Contoh Teks Kritik Sastra dalam Cerita Pendek Ternyata itu Jemari Tuhan
Cerpen yang berjudul ‘ternyata itu jemari Tuhan’ menceritakan tentang pergumulan tokoh aku mengenai pemikirannya tentang keberadaan Tuhan dan realitas alam sebagai maha karya Tuhan. Kontruksi berpikir si aku dalam cerpen tersebut dipengaruhi oleh banyak hal, salah satunya karena buku “Pengembaraan Kaum Ateis dalam Mencari Tuhan” yang pernah ia baca.
Dilematis antara keyakinannya dengan konsep berpikir kaum atheis tentang keberadaan Tuhan nampak jelas dalam kutipan berikut ini.
Helai demi helai kubuka, kutemukan bab pertama secara gamblang berbicara tentang kebenaran adalah Tuhan menurut kaum ateis.
"Barangkali orang - orang yang percaya Tuhan selama ini salah menilai mereka. Mereka berbicara tentang kebenaran. Mengenal hal yang baik dan buruk. Lantas agama yang saya yakini pun berbicara tentang Tuhan yang adalah kebenaran", batinku.
Sementara masih terpaku di kursi tua, pelan-pelan kumenutup lembar demi lembar buku yang masih tergenggam erat di jemari. Berpikir bahwa sudah mendapat gambaran sedikit Siapa Pencipta menurut kaum ateis menurut pemahamannya.
"Ya memang agamawan memvonis mereka tidak percaya Tuhan. Tapi, dalam prakteknya tidak mungkin lebih baik dari mereka", gumamku dalam kalbu.
Paragraf terakhir dari kutipan di atas menunjukan kritikan si ‘aku’ terhadap tokoh – tokoh agama yang tindakan mereka tidak lebih baik daripada kaum Ateis.
Bagian ini menunjukan bahwa adanya sebuah dilematis, (pergumulan batin si aku-(tersirat) “benarkah yang dikatakan agamawan selama ini?”, ”apakah mereka (pemimpin agama) bisa melakukan apa yang dikatakan?” dan berbagai pertanyaan retoris yang lainnya. Namun gejolak batin si aku sampai pada kesimpulan, sekaligus merupakan sebuah pengakuan dan penyerahaan diri bahwa, Tuhanlah yang berkuasa atas langit, bumi dan segala isiaya.

Soal Latihan a:
Ubah baris-baris dalam daftar menjadi tabel Markdown berkolom "No." dan "Baris", mulai dari baris yang memuat "Could you please point out the metal" sampai baris terakhir daftar, tanpa baris kosong.
Teks dan daftar ini berdiri sendiri dan tidak saling berkaitan.

Daftar yang Diberikan:
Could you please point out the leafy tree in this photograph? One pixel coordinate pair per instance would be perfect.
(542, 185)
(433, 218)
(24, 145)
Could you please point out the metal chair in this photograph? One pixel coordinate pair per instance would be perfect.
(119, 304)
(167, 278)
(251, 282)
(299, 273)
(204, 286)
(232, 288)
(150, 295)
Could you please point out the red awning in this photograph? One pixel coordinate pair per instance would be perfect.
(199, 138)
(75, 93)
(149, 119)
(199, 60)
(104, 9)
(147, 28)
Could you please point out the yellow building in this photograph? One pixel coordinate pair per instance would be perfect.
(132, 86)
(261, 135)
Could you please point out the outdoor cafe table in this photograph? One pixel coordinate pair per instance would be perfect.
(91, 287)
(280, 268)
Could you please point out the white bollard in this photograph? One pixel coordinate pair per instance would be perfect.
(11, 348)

Soal Latihan b:
Tentukan apakah pernyataan berikut sesuai dengan teks tentang cerpen "Ternyata itu Jemari Tuhan". Jawab ya atau tidak, lalu kutip kata-kata teks yang menjadi dasarnya. (i) Salah satu hal yang memengaruhi cara berpikir tokoh aku adalah buku yang pernah ia baca tentang kaum ateis. (ii) Tokoh aku menutup buku itu sambil berdiri di dekat jendela. (iii) Pergulatan batin tokoh aku berakhir pada kesimpulan bahwa kaum ateislah yang benar.

Jawaban Latihan a:
| No. | Baris |
|---|---|
| 1 | Could you please point out the metal chair in this photograph? One pixel coordinate pair per instance would be perfect. |
| 2 | (119, 304) |
| 3 | (167, 278) |
| 4 | (251, 282) |
| 5 | (299, 273) |
| 6 | (204, 286) |
| 7 | (232, 288) |
| 8 | (150, 295) |
| 9 | Could you please point out the red awning in this photograph? One pixel coordinate pair per instance would be perfect. |
| 10 | (199, 138) |
| 11 | (75, 93) |
| 12 | (149, 119) |
| 13 | (199, 60) |
| 14 | (104, 9) |
| 15 | (147, 28) |
| 16 | Could you please point out the yellow building in this photograph? One pixel coordinate pair per instance would be perfect. |
| 17 | (132, 86) |
| 18 | (261, 135) |
| 19 | Could you please point out the outdoor cafe table in this photograph? One pixel coordinate pair per instance would be perfect. |
| 20 | (91, 287) |
| 21 | (280, 268) |
| 22 | Could you please point out the white bollard in this photograph? One pixel coordinate pair per instance would be perfect. |
| 23 | (11, 348) |

Jawaban Latihan b:
(i) Ya: "salah satunya karena buku “Pengembaraan Kaum Ateis dalam Mencari Tuhan” yang pernah ia baca"
(ii) Tidak: "masih terpaku di kursi tua"
(iii) Tidak: "Tuhanlah yang berkuasa atas langit, bumi"